* start TEXT PROVIDED *

Low Voltage Differential Signaling (LVDS) has been the go to differential signaling standard for several decades. Since the inception of LVDS, electronic systems designers have turned to LVDS whenever the designers needed to implement high data rate, low power and noise tolerant data and control links. As systems designers leverage the latest processors, FPGA, and ASSP technologies, implementing low power and efficient LVDS links is more important than ever before. New processor technologies are being developed in smaller CMOS process geometries operating at much lower core voltages and as a result supporting the higher I/O (Input/Output) voltage levels of traditional LVDS receiver I/O (up to 3.3 V) can present design challenges. Other differential I/O standards such as PECL and CML also have similar interfacing challenges when being used with new lower power processor technologies. Increasing the overall power dissipation of a large processor or FPGA to support a few data inputs does not make sense for most applications.

* end TEXT PROVIDED *

## WHAT IS ASKED:
1. Translate this sentence from the text about LVDS into Spanish: "Increasing the overall power dissipation of a large processor or FPGA to support a few data inputs does not make sense for most applications."
2. According to the text about LVDS, how high can the I/O voltage levels of traditional LVDS receivers go?
3. Decide whether each statement agrees with the text about LVDS, and support each answer with the deciding words quoted from it. (a) LVDS has served as a leading differential signaling standard for several decades. (b) New processor technologies run at much higher core voltages. (c) PECL and CML do not share the interfacing challenges that arise with new lower power processors.

* start RECORDED DATA *

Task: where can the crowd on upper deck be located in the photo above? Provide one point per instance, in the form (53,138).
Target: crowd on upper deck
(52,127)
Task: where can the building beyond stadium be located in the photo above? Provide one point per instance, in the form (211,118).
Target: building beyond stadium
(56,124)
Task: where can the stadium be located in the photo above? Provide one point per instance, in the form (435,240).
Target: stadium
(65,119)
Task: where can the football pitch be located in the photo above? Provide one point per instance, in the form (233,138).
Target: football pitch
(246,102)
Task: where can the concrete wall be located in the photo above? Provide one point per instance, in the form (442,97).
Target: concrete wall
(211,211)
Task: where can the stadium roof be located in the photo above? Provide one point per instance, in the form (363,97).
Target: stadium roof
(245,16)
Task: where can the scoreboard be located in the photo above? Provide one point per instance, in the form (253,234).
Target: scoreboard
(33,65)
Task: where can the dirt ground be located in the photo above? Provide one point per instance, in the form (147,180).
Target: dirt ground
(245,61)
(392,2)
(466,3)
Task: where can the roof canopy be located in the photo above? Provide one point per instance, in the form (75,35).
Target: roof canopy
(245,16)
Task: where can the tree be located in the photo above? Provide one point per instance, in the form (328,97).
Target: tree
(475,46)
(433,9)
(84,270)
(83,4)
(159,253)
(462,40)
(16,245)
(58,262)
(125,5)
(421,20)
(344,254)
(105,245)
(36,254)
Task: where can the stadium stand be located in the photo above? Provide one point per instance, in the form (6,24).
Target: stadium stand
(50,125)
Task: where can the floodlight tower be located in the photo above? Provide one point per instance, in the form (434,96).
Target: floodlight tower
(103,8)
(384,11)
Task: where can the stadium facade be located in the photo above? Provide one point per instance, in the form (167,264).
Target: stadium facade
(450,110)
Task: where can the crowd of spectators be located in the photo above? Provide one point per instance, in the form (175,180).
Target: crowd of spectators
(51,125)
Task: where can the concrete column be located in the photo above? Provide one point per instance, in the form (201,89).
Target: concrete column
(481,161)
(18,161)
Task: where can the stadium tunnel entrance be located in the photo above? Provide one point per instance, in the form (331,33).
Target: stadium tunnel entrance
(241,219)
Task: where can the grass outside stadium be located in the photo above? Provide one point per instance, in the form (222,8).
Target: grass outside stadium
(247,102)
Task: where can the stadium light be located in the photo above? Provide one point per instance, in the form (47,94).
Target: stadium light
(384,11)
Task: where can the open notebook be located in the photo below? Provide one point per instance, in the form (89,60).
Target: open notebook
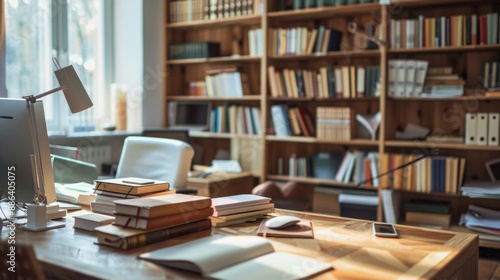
(236,257)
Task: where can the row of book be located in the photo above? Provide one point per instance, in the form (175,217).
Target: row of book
(359,167)
(288,121)
(193,10)
(333,123)
(235,119)
(303,40)
(439,174)
(482,128)
(191,50)
(406,77)
(326,82)
(491,74)
(307,4)
(226,82)
(458,30)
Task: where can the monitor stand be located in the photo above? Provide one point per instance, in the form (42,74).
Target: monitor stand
(37,219)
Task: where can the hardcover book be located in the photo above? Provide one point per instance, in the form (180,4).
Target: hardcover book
(118,237)
(163,221)
(131,185)
(157,206)
(236,257)
(92,220)
(302,229)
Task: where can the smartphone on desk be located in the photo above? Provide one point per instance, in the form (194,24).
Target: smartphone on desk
(384,230)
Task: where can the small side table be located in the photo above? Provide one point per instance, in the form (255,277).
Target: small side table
(222,184)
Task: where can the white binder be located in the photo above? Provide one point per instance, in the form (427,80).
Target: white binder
(493,128)
(470,128)
(482,129)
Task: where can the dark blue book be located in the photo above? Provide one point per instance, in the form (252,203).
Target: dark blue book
(334,40)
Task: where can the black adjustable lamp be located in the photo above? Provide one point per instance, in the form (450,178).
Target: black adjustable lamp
(78,100)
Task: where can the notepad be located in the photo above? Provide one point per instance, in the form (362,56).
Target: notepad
(236,257)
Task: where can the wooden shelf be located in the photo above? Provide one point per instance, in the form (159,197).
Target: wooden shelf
(474,48)
(325,12)
(240,58)
(437,145)
(320,56)
(205,134)
(207,24)
(319,181)
(303,139)
(214,98)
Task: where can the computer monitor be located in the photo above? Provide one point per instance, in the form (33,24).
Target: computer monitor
(16,146)
(189,115)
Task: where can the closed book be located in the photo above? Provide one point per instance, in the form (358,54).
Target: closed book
(302,229)
(126,239)
(420,218)
(131,185)
(242,209)
(239,200)
(92,220)
(163,221)
(428,207)
(152,207)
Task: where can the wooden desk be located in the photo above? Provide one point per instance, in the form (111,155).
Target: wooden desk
(346,243)
(222,184)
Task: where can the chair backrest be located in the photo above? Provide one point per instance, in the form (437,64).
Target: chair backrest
(156,158)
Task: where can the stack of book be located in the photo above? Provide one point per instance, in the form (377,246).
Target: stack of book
(144,221)
(428,213)
(442,82)
(235,209)
(110,190)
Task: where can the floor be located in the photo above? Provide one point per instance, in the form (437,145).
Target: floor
(489,264)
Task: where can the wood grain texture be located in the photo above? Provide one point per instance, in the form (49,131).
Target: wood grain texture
(347,244)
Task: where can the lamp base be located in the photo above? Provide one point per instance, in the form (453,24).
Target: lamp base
(37,219)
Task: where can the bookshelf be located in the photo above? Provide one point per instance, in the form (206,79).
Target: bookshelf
(263,151)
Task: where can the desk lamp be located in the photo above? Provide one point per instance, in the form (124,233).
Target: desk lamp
(78,100)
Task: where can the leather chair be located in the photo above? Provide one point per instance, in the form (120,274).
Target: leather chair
(156,158)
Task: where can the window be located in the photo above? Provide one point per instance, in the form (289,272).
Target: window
(71,31)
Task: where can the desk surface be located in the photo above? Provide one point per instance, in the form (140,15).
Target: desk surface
(346,243)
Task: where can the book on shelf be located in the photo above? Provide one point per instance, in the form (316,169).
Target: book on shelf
(303,229)
(225,257)
(131,185)
(157,206)
(163,221)
(127,238)
(92,220)
(368,125)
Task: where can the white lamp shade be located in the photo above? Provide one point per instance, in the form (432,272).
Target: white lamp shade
(74,92)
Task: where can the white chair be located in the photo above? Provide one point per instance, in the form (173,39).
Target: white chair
(156,158)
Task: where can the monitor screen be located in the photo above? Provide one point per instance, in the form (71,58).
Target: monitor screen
(16,179)
(190,115)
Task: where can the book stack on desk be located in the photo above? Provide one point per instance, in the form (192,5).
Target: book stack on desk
(235,209)
(109,190)
(143,221)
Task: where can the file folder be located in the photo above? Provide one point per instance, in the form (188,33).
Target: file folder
(493,128)
(470,128)
(482,129)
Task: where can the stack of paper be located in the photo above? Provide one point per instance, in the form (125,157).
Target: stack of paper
(486,189)
(482,220)
(235,209)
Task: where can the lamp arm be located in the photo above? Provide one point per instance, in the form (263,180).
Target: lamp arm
(33,98)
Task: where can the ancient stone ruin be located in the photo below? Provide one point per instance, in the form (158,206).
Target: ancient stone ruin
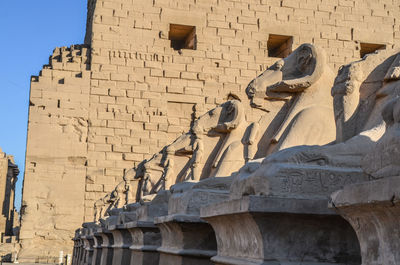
(9,219)
(217,132)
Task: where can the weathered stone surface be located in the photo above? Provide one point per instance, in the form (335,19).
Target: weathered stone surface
(9,222)
(186,238)
(97,112)
(373,210)
(278,230)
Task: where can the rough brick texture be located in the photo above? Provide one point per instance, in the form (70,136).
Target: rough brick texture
(91,120)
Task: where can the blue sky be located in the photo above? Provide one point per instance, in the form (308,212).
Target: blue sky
(29,31)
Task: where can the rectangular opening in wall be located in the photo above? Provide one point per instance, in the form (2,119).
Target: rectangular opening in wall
(182,37)
(366,48)
(279,45)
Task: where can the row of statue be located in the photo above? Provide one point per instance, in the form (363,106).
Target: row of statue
(303,143)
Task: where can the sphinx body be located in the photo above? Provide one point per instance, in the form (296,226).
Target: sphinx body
(361,91)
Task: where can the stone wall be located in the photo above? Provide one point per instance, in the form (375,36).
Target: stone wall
(93,117)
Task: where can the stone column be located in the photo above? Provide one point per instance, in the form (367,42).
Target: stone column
(75,253)
(97,248)
(373,210)
(88,242)
(186,238)
(268,230)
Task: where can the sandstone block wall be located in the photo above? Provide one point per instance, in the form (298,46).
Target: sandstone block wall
(100,109)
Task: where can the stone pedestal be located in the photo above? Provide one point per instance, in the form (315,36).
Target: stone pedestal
(146,238)
(78,248)
(186,240)
(268,230)
(373,209)
(122,242)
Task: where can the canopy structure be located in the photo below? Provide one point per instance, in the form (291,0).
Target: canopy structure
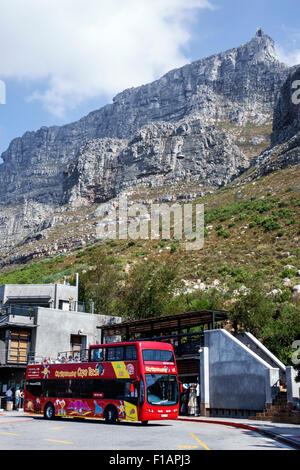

* end RECORDED DATA *

## RESPONSES FOR EACH TASK:
1. Aumentar la disipación total de potencia de un procesador grande o de una FPGA para admitir unas pocas entradas de datos no tiene sentido para la mayoría de las aplicaciones.

2. Up to 3.3 V.

3.
(a) Yes: "has been the go to differential signaling standard for several decades."
(b) No: "operating at much lower core voltages."
(c) No: "also have similar interfacing challenges when being used with new lower power processor technologies."